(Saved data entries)
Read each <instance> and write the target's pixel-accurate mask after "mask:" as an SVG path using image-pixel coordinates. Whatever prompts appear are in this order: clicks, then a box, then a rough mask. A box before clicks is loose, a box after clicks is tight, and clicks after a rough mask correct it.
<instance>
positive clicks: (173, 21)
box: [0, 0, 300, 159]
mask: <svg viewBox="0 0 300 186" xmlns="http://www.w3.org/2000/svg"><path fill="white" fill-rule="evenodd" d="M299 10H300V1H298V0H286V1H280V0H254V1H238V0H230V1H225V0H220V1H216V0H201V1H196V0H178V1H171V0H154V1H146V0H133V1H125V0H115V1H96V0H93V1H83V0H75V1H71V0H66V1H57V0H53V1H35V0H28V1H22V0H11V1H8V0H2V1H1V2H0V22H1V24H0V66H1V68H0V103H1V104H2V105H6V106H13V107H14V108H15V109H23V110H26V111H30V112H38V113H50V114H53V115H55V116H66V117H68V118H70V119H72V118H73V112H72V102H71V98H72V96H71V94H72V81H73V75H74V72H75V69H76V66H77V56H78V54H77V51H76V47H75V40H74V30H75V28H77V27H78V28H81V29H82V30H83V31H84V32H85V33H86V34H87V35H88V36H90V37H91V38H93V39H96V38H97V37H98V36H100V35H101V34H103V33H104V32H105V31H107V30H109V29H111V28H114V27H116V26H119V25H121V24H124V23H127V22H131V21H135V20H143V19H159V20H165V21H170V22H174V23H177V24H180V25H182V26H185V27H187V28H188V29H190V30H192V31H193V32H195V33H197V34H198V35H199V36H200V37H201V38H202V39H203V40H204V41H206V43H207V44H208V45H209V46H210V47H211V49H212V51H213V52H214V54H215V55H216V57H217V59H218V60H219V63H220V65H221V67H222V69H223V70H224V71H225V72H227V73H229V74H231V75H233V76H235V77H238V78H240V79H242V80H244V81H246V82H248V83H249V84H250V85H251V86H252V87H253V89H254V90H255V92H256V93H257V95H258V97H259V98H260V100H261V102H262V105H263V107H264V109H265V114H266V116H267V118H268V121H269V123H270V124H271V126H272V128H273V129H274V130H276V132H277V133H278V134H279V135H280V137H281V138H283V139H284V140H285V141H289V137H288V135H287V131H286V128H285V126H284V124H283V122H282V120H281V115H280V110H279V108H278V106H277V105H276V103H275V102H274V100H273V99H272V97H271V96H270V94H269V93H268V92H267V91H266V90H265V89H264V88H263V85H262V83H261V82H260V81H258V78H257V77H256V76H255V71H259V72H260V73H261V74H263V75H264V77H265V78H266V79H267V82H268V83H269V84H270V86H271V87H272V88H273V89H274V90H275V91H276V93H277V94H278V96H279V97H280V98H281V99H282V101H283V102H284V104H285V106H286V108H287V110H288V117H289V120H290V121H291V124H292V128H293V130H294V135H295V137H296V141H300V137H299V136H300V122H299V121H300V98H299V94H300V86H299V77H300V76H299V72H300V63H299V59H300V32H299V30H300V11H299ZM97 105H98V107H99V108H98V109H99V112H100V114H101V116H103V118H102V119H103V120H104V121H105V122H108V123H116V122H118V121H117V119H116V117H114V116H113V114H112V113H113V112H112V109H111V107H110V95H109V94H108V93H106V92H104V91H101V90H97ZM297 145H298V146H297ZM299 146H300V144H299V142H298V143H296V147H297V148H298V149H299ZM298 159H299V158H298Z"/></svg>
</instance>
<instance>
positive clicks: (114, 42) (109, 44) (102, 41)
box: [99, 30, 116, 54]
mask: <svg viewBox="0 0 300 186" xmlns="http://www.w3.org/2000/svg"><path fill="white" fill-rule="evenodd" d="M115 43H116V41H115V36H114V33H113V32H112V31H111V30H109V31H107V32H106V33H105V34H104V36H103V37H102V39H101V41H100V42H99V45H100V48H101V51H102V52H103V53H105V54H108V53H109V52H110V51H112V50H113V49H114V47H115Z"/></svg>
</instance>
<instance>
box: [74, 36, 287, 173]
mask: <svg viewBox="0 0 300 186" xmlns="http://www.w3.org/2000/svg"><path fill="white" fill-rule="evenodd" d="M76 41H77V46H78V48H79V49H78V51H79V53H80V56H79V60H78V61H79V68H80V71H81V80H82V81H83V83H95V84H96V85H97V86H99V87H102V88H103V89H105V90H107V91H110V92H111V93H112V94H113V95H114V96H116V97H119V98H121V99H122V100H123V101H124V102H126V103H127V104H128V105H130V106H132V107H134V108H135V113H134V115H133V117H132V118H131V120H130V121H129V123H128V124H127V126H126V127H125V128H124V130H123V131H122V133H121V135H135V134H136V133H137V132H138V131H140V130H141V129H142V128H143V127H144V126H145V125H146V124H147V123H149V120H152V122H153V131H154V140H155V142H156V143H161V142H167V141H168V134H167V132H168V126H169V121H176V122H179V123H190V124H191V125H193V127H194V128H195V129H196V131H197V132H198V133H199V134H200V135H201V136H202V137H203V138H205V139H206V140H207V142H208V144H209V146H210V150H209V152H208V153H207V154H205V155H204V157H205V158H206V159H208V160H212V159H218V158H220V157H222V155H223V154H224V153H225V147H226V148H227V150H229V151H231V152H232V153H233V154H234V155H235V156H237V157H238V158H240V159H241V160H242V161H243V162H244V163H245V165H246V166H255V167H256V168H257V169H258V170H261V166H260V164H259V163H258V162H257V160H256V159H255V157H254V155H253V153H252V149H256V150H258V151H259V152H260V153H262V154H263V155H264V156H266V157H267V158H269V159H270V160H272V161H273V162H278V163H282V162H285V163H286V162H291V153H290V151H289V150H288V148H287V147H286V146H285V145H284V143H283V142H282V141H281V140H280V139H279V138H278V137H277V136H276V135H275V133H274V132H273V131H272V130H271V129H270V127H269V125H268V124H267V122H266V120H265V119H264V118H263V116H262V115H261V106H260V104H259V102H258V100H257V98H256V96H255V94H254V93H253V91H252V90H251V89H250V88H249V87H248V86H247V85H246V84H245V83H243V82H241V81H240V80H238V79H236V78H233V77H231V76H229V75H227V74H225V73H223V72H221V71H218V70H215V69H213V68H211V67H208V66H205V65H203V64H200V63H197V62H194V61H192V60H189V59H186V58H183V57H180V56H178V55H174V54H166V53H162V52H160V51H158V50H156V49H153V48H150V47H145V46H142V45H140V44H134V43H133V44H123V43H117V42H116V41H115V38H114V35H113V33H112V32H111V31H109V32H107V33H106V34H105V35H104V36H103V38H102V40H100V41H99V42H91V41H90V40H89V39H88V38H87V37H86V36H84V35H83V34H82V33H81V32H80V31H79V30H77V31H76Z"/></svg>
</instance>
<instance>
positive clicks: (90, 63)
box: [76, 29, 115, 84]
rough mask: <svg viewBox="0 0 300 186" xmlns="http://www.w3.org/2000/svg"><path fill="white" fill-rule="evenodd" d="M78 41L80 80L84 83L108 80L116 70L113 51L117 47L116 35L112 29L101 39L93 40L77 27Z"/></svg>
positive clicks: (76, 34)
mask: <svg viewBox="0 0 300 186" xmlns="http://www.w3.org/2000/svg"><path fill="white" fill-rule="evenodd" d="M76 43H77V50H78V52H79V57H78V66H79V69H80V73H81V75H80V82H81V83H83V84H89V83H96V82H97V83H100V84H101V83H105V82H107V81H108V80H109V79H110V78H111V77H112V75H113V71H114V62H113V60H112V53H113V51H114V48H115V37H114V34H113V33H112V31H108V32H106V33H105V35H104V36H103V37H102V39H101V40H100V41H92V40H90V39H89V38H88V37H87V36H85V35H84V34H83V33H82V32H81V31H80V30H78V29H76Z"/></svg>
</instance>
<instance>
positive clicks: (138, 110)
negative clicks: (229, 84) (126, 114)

* What to work on:
Give all the records above again, wording unchanged.

* Solved problem:
Read each <instance> and write the target's pixel-accurate mask after "mask:" as an SVG path using image-pixel coordinates. Whatever prompts appear are in this order: clicks, then a box, then a rough mask. A box before clicks is loose, a box after clicks is tight, and clicks after a rough mask correct it.
<instance>
positive clicks: (173, 21)
box: [0, 0, 300, 159]
mask: <svg viewBox="0 0 300 186" xmlns="http://www.w3.org/2000/svg"><path fill="white" fill-rule="evenodd" d="M299 10H300V1H298V0H286V1H280V0H254V1H238V0H230V1H225V0H220V1H216V0H201V1H196V0H178V1H171V0H154V1H146V0H133V1H125V0H115V1H96V0H93V1H83V0H75V1H71V0H66V1H57V0H53V1H35V0H28V1H22V0H11V1H8V0H2V1H1V2H0V22H1V24H0V66H1V68H0V103H1V104H2V105H6V106H13V107H14V108H15V109H23V110H26V111H30V112H38V113H50V114H53V115H55V116H66V117H68V118H70V119H72V118H73V112H72V102H71V98H72V96H71V94H72V81H73V75H74V72H75V69H76V66H77V56H78V54H77V51H76V47H75V40H74V30H75V28H77V27H78V28H81V29H82V30H83V31H84V32H85V33H86V34H87V35H88V36H90V37H91V38H93V39H96V38H97V37H98V36H100V35H101V34H103V33H104V32H105V31H107V30H109V29H111V28H114V27H116V26H119V25H121V24H124V23H127V22H131V21H135V20H143V19H159V20H165V21H170V22H174V23H177V24H180V25H182V26H185V27H187V28H188V29H190V30H192V31H193V32H195V33H197V34H198V35H199V36H200V37H201V38H202V39H203V40H204V41H206V43H207V44H208V45H209V46H210V47H211V49H212V51H213V52H214V54H215V55H216V57H217V59H218V60H219V63H220V65H221V67H222V69H223V70H224V71H225V72H227V73H229V74H231V75H233V76H235V77H238V78H240V79H242V80H244V81H246V82H248V83H249V84H250V85H251V86H252V87H253V89H254V90H255V92H256V93H257V95H258V97H259V98H260V100H261V102H262V105H263V107H264V109H265V114H266V116H267V118H268V121H269V123H270V124H271V126H272V128H273V129H274V130H276V132H277V133H278V134H279V135H280V137H281V138H283V139H284V140H285V141H289V137H288V135H287V131H286V128H285V126H284V124H283V122H282V120H281V115H280V110H279V108H278V106H277V105H276V103H275V102H274V100H273V99H272V97H271V96H270V94H269V93H268V92H267V91H266V90H265V89H264V88H263V85H262V83H261V82H260V81H258V78H257V77H256V76H255V71H259V72H260V73H261V74H263V75H264V77H265V78H266V79H267V82H268V83H269V84H270V86H271V87H272V88H273V89H274V90H275V91H276V93H277V94H278V96H279V97H280V98H281V99H282V101H283V102H284V104H285V106H286V108H287V110H288V117H289V120H290V121H291V124H292V128H293V130H294V135H295V137H296V141H300V137H299V136H300V122H299V121H300V98H299V94H300V86H299V77H300V76H299V72H300V63H299V59H300V32H299V30H300V11H299ZM97 105H98V107H99V108H98V109H99V112H100V114H101V116H103V118H102V119H103V120H104V121H105V122H108V123H116V122H118V121H117V119H116V117H114V116H113V114H112V113H113V112H112V109H111V107H110V95H109V94H108V93H106V92H104V91H101V90H97ZM297 145H298V146H297ZM299 146H300V144H299V142H298V143H296V147H297V148H298V149H299ZM298 159H299V158H298Z"/></svg>
</instance>
<instance>
positive clicks: (114, 42) (109, 44) (102, 41)
box: [99, 30, 116, 54]
mask: <svg viewBox="0 0 300 186" xmlns="http://www.w3.org/2000/svg"><path fill="white" fill-rule="evenodd" d="M115 43H116V41H115V36H114V33H113V32H112V31H111V30H109V31H107V32H106V33H105V34H104V36H103V37H102V39H101V41H100V42H99V45H100V48H101V51H102V52H103V53H105V54H108V53H109V52H110V51H112V50H113V49H114V47H115Z"/></svg>
</instance>
<instance>
box: [74, 36, 287, 173]
mask: <svg viewBox="0 0 300 186" xmlns="http://www.w3.org/2000/svg"><path fill="white" fill-rule="evenodd" d="M76 41H77V46H78V48H79V49H78V51H79V53H80V56H79V60H78V61H79V68H80V71H81V80H82V81H83V83H95V84H96V85H97V86H99V87H102V88H103V89H105V90H107V91H110V92H111V93H112V94H113V95H114V96H116V97H119V98H121V99H122V100H123V101H124V102H126V103H127V104H128V105H130V106H132V107H134V108H135V113H134V115H133V117H132V118H131V120H130V121H129V123H128V124H127V126H126V127H125V128H124V130H123V131H122V133H121V135H135V134H136V133H137V132H138V131H140V130H141V129H142V128H143V127H144V126H145V125H146V124H147V123H149V120H152V122H153V131H154V140H155V142H156V143H161V142H167V141H168V134H167V132H168V126H169V121H176V122H179V123H190V124H191V125H193V127H194V128H195V129H196V131H197V132H198V133H199V134H200V135H201V136H202V137H203V138H205V139H206V140H207V142H208V144H209V146H210V150H209V152H208V153H207V154H205V155H204V157H205V158H206V159H208V160H212V159H218V158H220V157H222V155H223V154H224V153H225V147H226V148H227V150H229V151H231V152H232V153H233V154H234V155H235V156H237V157H238V158H240V159H241V160H242V161H243V162H244V163H245V165H246V166H255V167H256V168H257V169H258V170H261V166H260V164H259V163H258V162H257V160H256V159H255V157H254V155H253V153H252V149H256V150H258V151H259V152H260V153H262V154H263V155H264V156H266V157H267V158H269V159H270V160H272V161H273V162H278V163H282V162H285V163H286V162H291V153H290V151H289V150H288V148H287V147H286V146H285V145H284V143H283V142H282V141H281V140H280V139H279V138H278V137H277V136H276V135H275V133H274V132H273V131H272V130H271V129H270V127H269V125H268V124H267V122H266V120H265V119H264V118H263V116H262V115H261V106H260V104H259V102H258V100H257V98H256V96H255V94H254V93H253V91H252V90H251V89H250V88H249V87H248V86H247V85H246V84H245V83H243V82H241V81H240V80H238V79H236V78H233V77H231V76H229V75H227V74H225V73H223V72H221V71H218V70H215V69H213V68H211V67H208V66H205V65H203V64H200V63H197V62H194V61H192V60H189V59H186V58H183V57H180V56H178V55H174V54H166V53H162V52H160V51H158V50H156V49H153V48H150V47H145V46H142V45H140V44H134V43H133V44H123V43H117V42H116V41H115V38H114V35H113V33H112V32H111V31H109V32H107V33H106V34H105V35H104V36H103V38H102V40H100V41H99V42H91V41H90V40H89V39H88V38H87V37H86V36H84V35H83V34H82V33H81V32H80V31H79V30H77V31H76Z"/></svg>
</instance>
<instance>
positive clicks: (90, 63)
box: [76, 29, 115, 84]
rough mask: <svg viewBox="0 0 300 186" xmlns="http://www.w3.org/2000/svg"><path fill="white" fill-rule="evenodd" d="M78 41L80 80L84 83L108 80L116 70L113 51L117 47L116 35L112 29L101 39L93 40L77 27Z"/></svg>
positive clicks: (76, 34)
mask: <svg viewBox="0 0 300 186" xmlns="http://www.w3.org/2000/svg"><path fill="white" fill-rule="evenodd" d="M76 43H77V50H78V52H79V57H78V66H79V69H80V73H81V75H80V82H81V83H83V84H89V83H96V82H97V83H100V84H101V83H105V82H107V81H108V80H109V79H110V78H111V77H112V75H113V71H114V62H113V60H112V53H113V51H114V48H115V37H114V34H113V33H112V31H108V32H106V33H105V35H104V36H103V37H102V39H101V40H100V41H92V40H90V39H89V38H88V37H87V36H85V35H84V34H83V33H82V32H81V31H80V30H78V29H76Z"/></svg>
</instance>
<instance>
positive clicks: (138, 110)
negative clicks: (229, 84) (126, 114)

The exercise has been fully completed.